Direction → Print everything in the records below from the line containing "Could you mark the region of every instance of the concrete" down to the line containing "115), (98, 143)]", including both of those lines. Reproduce every line character for character.

Record set →
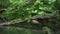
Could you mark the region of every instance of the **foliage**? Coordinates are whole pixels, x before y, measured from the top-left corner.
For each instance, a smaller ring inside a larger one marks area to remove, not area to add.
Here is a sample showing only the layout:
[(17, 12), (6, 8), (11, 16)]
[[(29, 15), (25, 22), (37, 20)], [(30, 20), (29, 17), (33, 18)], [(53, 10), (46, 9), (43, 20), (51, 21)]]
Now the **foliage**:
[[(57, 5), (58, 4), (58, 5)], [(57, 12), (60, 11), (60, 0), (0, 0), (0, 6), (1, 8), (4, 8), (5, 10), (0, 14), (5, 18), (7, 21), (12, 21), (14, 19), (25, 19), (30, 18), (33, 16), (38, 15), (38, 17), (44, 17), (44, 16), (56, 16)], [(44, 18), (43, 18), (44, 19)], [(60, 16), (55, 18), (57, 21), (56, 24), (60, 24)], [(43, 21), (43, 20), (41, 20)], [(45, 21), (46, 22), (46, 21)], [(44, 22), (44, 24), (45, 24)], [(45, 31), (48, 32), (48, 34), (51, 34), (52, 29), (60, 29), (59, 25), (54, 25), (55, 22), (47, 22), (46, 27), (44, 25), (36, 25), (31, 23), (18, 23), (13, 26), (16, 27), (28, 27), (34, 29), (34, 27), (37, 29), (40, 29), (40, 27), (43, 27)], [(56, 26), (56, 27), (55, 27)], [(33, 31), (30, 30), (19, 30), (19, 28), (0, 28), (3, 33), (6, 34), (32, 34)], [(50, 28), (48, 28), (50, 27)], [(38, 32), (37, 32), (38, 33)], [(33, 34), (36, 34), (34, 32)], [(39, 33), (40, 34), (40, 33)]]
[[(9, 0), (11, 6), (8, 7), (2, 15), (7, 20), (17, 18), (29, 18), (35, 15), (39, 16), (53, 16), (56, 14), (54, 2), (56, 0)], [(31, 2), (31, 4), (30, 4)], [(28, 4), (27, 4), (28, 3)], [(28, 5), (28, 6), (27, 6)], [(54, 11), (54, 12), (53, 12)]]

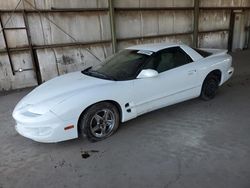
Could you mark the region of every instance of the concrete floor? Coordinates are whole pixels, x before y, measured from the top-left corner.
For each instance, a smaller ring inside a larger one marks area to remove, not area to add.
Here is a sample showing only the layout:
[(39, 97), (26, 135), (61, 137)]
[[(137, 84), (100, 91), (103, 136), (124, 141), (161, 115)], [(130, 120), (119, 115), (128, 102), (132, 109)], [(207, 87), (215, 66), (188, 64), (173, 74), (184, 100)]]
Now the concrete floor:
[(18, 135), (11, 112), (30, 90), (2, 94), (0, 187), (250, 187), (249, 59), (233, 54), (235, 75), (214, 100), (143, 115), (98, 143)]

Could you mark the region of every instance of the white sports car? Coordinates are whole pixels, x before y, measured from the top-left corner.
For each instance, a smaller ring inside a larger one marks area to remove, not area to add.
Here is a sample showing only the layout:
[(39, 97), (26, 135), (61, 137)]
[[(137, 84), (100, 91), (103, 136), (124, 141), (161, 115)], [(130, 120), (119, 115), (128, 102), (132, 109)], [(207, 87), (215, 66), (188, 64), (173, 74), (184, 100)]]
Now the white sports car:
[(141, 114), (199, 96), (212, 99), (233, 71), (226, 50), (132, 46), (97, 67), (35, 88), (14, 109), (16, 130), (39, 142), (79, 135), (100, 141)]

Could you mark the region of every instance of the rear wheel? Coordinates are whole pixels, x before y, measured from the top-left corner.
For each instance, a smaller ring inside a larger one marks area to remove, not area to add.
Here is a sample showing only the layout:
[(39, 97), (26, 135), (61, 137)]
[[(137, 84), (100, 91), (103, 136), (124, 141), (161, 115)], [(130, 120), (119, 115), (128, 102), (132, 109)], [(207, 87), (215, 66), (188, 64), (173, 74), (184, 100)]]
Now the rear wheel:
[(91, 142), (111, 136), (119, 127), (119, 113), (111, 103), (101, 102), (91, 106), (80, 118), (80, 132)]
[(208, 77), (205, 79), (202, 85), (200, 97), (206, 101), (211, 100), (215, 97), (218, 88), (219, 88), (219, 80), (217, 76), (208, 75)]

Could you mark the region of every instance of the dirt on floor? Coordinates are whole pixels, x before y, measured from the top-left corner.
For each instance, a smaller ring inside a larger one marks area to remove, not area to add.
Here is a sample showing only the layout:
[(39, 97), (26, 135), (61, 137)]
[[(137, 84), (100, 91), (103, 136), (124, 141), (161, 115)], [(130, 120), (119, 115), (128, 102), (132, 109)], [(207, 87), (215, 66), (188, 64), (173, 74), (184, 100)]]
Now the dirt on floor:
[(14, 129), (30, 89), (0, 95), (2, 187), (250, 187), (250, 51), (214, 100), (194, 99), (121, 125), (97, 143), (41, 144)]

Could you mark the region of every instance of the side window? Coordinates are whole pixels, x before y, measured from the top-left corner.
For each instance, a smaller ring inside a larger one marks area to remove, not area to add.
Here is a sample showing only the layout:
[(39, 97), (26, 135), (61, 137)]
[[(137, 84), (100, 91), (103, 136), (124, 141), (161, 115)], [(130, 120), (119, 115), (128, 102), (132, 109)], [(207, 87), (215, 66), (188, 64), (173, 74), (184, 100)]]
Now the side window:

Result for this exercise →
Could you mark the region of every instance of the concrete floor? Coordinates are whole pixels, x before y, measured from the top-left corner.
For each instance, a smaller ring inside a larger one marks area to remove, not area to add.
Here is a sample showing only the layout:
[(39, 97), (26, 135), (61, 137)]
[[(137, 84), (100, 91), (103, 136), (124, 141), (161, 115)], [(130, 120), (119, 115), (128, 102), (132, 109)], [(207, 87), (215, 66), (188, 64), (173, 74), (184, 100)]]
Now the concrete floor:
[(18, 135), (11, 112), (30, 90), (2, 94), (0, 187), (250, 187), (249, 59), (233, 54), (235, 75), (214, 100), (143, 115), (98, 143)]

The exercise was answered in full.